- _DATASET EXCERPTS_
◆ ◆ ◆
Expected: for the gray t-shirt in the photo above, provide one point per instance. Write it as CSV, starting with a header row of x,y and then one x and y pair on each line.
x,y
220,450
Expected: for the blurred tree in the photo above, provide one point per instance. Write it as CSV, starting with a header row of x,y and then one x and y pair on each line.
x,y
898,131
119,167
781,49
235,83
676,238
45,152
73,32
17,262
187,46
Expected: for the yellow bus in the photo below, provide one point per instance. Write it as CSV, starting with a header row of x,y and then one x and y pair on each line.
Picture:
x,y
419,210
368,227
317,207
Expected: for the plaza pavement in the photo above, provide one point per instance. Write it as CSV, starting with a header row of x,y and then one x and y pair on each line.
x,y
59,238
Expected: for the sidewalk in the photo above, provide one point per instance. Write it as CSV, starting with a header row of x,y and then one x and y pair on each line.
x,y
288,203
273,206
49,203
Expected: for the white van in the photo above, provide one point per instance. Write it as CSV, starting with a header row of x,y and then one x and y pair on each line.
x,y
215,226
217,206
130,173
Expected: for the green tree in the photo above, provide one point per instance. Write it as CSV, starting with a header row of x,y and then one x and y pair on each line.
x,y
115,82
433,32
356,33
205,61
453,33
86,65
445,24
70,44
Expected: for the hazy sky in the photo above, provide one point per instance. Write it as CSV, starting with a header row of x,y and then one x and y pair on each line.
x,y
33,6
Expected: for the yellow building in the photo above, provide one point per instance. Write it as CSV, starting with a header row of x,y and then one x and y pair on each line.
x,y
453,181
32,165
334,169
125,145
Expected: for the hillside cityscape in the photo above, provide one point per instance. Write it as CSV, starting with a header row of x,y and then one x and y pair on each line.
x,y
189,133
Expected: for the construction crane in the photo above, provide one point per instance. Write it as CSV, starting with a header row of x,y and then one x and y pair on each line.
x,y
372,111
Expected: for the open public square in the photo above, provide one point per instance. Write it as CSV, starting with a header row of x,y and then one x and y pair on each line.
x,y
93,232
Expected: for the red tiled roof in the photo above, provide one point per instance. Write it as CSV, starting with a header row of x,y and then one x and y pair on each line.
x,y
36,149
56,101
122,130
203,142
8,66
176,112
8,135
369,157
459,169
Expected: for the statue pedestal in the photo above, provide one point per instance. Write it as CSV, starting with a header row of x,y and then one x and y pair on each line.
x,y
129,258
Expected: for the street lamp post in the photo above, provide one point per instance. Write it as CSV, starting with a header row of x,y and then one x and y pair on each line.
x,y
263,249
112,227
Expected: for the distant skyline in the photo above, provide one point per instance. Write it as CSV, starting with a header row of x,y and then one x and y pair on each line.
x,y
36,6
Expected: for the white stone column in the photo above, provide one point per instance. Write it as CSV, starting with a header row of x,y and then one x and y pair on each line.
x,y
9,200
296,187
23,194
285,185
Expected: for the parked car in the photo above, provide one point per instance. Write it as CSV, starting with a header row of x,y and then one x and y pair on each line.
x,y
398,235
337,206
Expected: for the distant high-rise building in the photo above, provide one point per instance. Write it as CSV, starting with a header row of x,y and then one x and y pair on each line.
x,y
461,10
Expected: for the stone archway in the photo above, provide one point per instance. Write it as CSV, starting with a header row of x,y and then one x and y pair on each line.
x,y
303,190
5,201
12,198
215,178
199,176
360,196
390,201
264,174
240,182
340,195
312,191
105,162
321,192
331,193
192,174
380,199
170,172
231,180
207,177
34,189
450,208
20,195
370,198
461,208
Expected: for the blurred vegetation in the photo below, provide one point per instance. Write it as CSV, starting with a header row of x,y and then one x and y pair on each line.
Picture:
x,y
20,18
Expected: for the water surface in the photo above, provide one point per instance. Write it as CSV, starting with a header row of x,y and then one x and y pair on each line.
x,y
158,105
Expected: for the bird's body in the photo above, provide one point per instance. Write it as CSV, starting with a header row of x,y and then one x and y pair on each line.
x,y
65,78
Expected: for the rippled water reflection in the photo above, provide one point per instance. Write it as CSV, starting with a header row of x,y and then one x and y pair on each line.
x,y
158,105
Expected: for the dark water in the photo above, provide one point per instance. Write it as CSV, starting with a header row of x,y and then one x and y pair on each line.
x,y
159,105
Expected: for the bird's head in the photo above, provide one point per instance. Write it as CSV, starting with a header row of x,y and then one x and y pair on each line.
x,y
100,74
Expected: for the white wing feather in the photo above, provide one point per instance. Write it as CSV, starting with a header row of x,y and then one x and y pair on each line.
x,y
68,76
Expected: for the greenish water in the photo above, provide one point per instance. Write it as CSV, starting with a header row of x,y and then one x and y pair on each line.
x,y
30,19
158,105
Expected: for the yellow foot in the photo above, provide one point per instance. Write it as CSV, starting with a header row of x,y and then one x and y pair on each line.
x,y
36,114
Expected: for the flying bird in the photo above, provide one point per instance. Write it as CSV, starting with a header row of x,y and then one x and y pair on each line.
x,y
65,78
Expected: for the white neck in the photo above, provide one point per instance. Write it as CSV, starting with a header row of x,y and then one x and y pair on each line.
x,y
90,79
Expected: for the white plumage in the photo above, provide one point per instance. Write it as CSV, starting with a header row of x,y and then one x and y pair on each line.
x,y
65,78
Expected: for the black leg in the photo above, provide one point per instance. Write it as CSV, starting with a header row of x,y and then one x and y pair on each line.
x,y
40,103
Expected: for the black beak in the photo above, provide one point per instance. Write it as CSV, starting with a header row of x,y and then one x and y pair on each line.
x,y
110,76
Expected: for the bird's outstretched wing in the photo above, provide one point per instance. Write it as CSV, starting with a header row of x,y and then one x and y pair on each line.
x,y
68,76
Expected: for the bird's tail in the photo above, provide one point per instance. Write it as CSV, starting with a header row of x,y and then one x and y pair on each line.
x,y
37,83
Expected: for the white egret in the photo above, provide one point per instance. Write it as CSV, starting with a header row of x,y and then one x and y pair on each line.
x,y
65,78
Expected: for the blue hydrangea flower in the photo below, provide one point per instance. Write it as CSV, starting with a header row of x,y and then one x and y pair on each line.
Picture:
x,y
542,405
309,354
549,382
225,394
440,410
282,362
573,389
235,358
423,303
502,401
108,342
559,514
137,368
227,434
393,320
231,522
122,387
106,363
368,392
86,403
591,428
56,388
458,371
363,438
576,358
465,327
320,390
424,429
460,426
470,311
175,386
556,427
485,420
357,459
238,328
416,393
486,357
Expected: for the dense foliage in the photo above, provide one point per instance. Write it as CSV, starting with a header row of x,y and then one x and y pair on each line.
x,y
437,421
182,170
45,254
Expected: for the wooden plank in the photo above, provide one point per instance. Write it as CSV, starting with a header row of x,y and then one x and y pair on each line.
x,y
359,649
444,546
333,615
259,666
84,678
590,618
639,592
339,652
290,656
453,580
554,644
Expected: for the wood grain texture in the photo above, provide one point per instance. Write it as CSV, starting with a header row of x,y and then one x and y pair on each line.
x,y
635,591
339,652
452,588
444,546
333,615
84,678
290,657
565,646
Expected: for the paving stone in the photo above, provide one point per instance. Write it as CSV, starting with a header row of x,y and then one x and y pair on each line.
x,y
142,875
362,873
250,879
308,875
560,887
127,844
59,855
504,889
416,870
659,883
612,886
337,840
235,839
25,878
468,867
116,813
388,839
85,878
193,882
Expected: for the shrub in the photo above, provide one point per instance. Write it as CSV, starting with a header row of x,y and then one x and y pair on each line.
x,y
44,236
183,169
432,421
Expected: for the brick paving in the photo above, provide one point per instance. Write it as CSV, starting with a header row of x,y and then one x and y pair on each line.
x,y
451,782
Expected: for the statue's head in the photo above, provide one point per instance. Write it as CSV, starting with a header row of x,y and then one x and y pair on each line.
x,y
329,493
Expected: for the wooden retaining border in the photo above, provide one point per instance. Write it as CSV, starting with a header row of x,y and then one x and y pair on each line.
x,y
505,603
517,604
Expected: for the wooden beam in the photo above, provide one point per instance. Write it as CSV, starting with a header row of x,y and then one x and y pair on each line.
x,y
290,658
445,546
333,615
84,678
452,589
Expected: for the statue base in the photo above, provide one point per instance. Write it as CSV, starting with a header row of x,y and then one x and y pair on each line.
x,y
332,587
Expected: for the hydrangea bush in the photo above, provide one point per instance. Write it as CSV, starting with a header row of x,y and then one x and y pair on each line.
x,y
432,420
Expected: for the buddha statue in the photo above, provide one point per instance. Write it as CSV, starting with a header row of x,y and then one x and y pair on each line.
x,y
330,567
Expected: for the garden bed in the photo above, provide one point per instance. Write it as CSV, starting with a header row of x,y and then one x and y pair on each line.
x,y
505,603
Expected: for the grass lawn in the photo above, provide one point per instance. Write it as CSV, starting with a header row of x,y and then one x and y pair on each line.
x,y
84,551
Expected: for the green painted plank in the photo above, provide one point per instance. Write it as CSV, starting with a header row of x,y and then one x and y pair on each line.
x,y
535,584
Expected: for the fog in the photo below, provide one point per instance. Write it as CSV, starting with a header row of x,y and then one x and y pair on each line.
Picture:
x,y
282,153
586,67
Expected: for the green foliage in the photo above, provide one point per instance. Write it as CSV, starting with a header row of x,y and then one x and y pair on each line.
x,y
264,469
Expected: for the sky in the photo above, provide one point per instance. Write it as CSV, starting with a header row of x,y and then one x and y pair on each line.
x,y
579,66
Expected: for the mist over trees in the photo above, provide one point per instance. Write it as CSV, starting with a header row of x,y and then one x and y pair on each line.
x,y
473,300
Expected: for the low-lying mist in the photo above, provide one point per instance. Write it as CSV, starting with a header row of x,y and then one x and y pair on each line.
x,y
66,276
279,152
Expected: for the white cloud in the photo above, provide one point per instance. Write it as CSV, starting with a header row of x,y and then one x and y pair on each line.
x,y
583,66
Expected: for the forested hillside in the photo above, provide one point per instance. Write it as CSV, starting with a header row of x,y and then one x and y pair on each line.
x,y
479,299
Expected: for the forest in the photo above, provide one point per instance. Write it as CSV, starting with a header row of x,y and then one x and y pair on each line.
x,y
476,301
◆ ◆ ◆
- _EXERCISE DETAILS_
Each line from the one with "Expected: for the buddha" through the last line of the records must be written out word for word. Include nothing else.

- _RESPONSE_
Expected: for the buddha statue in the photo above, provide one point per instance. Write it as CSV, starting with a header row of x,y and then one x and y pair on each line.
x,y
330,567
Expected: for the garden bed in the photo above, provide one point per instance. Write it as CSV, starting with a header row of x,y and then one x and y pair on each line.
x,y
505,603
Expected: for the grass lawn in the photo above, provide one point per instance. Write it as CSV, starting with a header row of x,y and then one x and y pair on each line.
x,y
84,551
Expected: for the green painted plank in the photo above, provide one point per instance. Write it as CSV, starting with a header row of x,y and then one x and y pair on each line.
x,y
535,584
Expected: for the fog in the photo below, provide one point per instance. Write it as CSV, starting with a header row of x,y and then one x and y pair on each line.
Picture:
x,y
282,153
586,67
Expected: for the green foliage in the photo above, provide one point per instance. Write it as CSV, starting with a header row of x,y and then one x and y pair on each line.
x,y
264,469
Expected: for the sky in the photo above, provide one point per instance. Write it as CSV, starting with a header row of x,y and then one x and y pair on each line.
x,y
579,66
Expected: for the mist over trees in the photo above, provide one point per instance. Write it as CSV, starting with a header row of x,y and then one x and y pair on each line.
x,y
473,300
Expected: for the low-lying mist in the photo above, provide one point per instance. Write it as CSV, starting with a header row of x,y and then one x and y pair on each line.
x,y
66,276
279,152
Expected: for the white cloud in the photo above, provide one point per instance. Write it as CSV, starting with a header row of x,y and then one x and y pair on each line.
x,y
583,66
Expected: for the forested hillside in the photo above, provide one point per instance. Write it as CSV, starting with a header row of x,y and then one x and y pair on each line.
x,y
479,299
Expected: for the forest in the photo above, provide one point per instance. Write it as CSV, starting with a header row of x,y and then one x and y pair on each line.
x,y
476,301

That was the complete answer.